**Required actions**
• a. Copy the thread about bow rests from "## BowHunter6666 (Dec" to "(Jul 1, 2006)".
• b. In the thread about bow rests, which plunger does Timbow2 use with the Cavalier Freeflyte?

**Selected text**
****************
# What Kind Of Rest Do You Use?



## NDTerminator (Nov 6, 2006)

Just curious what rests other finger shooters are using. 

I'm currently using a Centerest Flipper on my Bou'. Tonight I was digging around in one of my tackle boxes from the 80's and found four Plunger Springy's, just as good as when they came out of the package. Always did like those rests for finger shooting, and I might just set one up...

On my recurves I use T-300's...


----------



## jcs-bowhunter (Jul 7, 2007)

Cavalier Super Flyte


----------



## Robert58 (Oct 5, 2002)

Golden Key Superstar.


----------



## Dadpays (Oct 11, 2006)

Golden Key Star Hunter.


----------



## huntsome (Sep 5, 2007)

Cavalier free Flyte.


----------



## target1 (Jan 16, 2007)

martin springy w/plunger...the discontinued one


----------



## ia bhtr (May 22, 2002)

NAP plunger rest is working well for me on my Constitution , on my Hoyts I use a Superstar


----------



## arrowshooters (Jun 5, 2006)

huntsome said:


> Cavalier free Flyte.


Like he said.:thumbs_up


----------



## arc2x4 (Jun 4, 2007)

I only shoot recurves.

I like the spigarelli wrap around on my Hoyt and Win&Win Risers, along with a cavalier master plunger.


----------



## jerrytee (Feb 5, 2005)

Spigarelli Zero Tolerance.


----------



## hunting1 (Jun 11, 2002)

NAP Plunger rest here, but have almost every finger rest made in my box. I liked the Cavalier, but found it suseptable to brush and things. I have some Terry rests as well which are good with the Cavalier plungers. I found my plunger rests on ebay and bought 3.


----------



## Timbow2 (Feb 11, 2003)

Cavalier Freeflyte with Master Plunger. Tried all the other and this combo is the most versitile and accurate.


----------



## BowHunter6666 (Dec 28, 2005)

I loved the Golden Key Hunter Supreme but I guess Golden Key closed down. So now im using a Flipper. Who makes the Cavalier free Flyte? Do they have a website?


----------



## Texoma (Jul 1, 2006)

Using the whisker biscuit here but iam thinking
about going to something different.
****************
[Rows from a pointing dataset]
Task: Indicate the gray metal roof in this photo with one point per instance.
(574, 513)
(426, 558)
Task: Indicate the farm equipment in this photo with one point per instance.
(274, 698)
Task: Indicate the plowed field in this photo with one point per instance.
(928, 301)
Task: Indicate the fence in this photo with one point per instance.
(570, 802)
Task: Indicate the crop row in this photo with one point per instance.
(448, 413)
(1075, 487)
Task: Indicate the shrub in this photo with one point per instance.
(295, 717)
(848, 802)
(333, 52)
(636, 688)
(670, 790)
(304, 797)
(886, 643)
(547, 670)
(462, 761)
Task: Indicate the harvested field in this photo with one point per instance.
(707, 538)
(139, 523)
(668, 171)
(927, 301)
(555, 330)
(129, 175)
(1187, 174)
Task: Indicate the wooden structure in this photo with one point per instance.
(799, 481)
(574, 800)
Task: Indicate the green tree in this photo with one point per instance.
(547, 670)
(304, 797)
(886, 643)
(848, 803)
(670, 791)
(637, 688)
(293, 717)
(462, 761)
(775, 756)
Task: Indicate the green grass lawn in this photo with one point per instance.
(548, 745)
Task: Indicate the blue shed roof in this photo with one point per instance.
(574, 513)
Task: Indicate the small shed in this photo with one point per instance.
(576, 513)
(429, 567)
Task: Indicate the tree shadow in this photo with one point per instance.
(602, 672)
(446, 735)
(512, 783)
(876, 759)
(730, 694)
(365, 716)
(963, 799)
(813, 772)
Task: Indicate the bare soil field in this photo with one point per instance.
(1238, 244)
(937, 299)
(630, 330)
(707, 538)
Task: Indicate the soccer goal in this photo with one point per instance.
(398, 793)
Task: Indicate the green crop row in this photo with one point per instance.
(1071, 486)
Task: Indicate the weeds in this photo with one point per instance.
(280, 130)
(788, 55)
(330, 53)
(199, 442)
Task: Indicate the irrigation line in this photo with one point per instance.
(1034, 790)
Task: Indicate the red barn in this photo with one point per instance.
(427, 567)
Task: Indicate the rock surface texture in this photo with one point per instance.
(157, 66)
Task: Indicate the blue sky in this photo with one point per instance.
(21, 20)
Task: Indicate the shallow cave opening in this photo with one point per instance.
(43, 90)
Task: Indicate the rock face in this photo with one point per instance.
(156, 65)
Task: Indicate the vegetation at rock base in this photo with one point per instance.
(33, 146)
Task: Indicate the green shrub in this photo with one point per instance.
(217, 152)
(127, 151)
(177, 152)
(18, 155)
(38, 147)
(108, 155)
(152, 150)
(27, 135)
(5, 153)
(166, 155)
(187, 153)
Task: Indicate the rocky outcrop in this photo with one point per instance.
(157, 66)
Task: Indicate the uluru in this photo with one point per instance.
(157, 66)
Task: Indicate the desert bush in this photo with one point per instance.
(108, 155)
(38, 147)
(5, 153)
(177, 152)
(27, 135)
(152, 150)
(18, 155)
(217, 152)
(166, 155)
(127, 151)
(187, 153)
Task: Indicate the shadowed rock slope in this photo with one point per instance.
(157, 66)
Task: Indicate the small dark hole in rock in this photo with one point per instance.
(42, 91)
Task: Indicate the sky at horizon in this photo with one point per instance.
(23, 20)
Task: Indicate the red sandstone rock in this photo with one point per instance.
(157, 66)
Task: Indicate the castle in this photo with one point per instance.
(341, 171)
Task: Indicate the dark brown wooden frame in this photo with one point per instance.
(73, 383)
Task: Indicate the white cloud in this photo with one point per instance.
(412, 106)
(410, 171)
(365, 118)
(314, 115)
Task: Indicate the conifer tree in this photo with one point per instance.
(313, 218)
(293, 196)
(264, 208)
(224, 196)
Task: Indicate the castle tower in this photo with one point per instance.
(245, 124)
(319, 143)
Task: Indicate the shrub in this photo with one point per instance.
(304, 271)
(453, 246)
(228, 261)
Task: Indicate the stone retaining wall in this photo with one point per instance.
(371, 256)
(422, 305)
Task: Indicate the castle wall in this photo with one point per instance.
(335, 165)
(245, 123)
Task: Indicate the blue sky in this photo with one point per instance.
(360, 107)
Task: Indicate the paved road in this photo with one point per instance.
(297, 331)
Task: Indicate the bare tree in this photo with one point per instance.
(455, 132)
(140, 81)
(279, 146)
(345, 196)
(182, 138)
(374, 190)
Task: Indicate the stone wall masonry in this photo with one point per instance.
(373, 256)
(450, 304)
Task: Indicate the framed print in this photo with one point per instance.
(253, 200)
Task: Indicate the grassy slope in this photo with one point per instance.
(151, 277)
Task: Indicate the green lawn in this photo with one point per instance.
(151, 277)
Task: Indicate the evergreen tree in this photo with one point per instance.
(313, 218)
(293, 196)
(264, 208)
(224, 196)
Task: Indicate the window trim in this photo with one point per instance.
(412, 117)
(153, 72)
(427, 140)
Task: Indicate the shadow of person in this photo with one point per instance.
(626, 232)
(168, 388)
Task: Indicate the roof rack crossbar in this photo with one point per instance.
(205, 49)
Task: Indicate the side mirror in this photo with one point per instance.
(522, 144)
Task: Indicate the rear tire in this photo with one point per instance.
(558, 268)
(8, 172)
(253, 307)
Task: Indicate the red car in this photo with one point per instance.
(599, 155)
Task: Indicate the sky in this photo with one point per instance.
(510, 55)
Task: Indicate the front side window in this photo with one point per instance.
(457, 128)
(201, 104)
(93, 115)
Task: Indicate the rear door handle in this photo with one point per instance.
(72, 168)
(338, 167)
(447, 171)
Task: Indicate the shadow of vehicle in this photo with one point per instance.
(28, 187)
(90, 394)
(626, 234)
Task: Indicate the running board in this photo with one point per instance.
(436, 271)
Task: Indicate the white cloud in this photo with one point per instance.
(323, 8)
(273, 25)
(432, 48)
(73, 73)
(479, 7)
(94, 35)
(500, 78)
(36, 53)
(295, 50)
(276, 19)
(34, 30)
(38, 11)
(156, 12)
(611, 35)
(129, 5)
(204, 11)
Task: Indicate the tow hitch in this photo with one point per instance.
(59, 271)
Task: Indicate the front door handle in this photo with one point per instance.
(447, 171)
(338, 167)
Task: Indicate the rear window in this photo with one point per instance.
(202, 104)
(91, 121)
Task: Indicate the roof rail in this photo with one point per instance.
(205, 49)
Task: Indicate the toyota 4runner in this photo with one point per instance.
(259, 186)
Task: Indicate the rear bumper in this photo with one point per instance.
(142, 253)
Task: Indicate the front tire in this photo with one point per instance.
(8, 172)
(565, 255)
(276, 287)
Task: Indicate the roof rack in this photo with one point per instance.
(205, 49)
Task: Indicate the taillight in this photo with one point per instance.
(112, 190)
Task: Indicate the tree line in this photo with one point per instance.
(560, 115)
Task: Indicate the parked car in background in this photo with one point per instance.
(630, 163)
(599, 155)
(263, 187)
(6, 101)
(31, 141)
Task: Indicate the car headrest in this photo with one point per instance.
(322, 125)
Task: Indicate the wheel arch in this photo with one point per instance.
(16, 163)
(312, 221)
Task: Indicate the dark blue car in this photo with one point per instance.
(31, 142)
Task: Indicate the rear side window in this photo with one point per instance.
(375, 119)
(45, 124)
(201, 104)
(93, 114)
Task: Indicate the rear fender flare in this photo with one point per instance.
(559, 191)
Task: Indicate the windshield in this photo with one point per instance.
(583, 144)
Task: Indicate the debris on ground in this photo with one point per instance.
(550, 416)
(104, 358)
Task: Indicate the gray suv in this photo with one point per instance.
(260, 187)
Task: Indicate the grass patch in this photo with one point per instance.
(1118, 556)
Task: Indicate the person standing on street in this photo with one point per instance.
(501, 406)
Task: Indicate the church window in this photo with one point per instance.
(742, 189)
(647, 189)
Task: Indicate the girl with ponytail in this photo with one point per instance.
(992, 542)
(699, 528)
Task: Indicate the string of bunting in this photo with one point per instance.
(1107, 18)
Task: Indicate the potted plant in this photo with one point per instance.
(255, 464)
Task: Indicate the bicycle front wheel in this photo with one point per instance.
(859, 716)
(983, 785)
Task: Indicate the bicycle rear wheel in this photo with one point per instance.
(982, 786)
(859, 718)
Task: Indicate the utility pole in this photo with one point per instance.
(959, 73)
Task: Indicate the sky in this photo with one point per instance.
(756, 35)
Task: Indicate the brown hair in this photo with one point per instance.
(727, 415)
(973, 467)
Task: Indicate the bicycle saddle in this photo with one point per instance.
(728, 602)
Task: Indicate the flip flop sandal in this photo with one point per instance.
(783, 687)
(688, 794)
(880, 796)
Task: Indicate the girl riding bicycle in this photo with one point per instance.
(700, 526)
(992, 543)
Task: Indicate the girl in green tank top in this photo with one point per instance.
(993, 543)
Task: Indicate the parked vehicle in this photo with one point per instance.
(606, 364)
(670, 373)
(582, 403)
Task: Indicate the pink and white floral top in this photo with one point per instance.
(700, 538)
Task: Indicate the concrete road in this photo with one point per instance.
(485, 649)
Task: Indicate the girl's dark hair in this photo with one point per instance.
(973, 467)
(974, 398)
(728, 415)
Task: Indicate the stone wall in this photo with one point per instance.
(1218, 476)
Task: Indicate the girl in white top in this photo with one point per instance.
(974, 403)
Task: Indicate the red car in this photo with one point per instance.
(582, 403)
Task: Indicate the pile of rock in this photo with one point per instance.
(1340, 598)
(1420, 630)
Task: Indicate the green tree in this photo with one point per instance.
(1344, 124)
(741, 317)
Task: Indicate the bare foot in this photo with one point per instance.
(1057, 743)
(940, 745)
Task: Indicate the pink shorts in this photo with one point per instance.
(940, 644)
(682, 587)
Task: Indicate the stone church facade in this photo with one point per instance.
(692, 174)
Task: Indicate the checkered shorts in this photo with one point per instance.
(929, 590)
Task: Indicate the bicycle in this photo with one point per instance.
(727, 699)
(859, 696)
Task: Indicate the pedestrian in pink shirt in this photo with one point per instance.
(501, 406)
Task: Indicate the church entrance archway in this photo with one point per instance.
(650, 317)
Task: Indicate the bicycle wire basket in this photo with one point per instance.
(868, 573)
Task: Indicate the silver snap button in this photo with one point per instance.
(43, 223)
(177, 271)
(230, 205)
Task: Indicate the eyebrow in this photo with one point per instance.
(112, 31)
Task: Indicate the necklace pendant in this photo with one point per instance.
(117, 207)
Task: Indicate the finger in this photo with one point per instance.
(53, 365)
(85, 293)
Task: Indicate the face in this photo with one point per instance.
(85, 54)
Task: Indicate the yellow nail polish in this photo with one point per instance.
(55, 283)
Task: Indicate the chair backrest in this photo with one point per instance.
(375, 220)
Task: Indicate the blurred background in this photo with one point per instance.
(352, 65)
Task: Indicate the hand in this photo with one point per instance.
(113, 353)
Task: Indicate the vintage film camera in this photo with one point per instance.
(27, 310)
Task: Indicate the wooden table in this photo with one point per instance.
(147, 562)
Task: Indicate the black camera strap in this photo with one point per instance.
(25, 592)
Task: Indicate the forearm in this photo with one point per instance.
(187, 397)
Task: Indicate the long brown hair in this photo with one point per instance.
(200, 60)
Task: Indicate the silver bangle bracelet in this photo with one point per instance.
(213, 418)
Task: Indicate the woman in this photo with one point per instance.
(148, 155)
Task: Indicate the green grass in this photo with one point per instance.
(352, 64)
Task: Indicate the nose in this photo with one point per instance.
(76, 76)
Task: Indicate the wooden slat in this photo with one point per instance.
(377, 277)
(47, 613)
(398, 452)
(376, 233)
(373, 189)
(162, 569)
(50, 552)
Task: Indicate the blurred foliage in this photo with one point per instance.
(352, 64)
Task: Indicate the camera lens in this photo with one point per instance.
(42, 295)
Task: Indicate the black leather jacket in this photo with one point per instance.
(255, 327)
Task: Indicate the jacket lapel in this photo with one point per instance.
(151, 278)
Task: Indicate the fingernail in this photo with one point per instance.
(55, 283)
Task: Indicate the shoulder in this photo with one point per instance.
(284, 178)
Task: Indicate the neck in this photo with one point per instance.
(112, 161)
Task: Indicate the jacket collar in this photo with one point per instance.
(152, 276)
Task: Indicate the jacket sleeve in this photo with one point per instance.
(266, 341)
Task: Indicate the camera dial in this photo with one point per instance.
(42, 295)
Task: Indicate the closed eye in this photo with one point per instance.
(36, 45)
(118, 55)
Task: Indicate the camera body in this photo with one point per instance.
****************
**Results for each task**
• a.
## BowHunter6666 (Dec 28, 2005)

I loved the Golden Key Hunter Supreme but I guess Golden Key closed down. So now im using a Flipper. Who makes the Cavalier free Flyte? Do they have a website?


----------



## Texoma (Jul 1, 2006)

• b. The Master Plunger.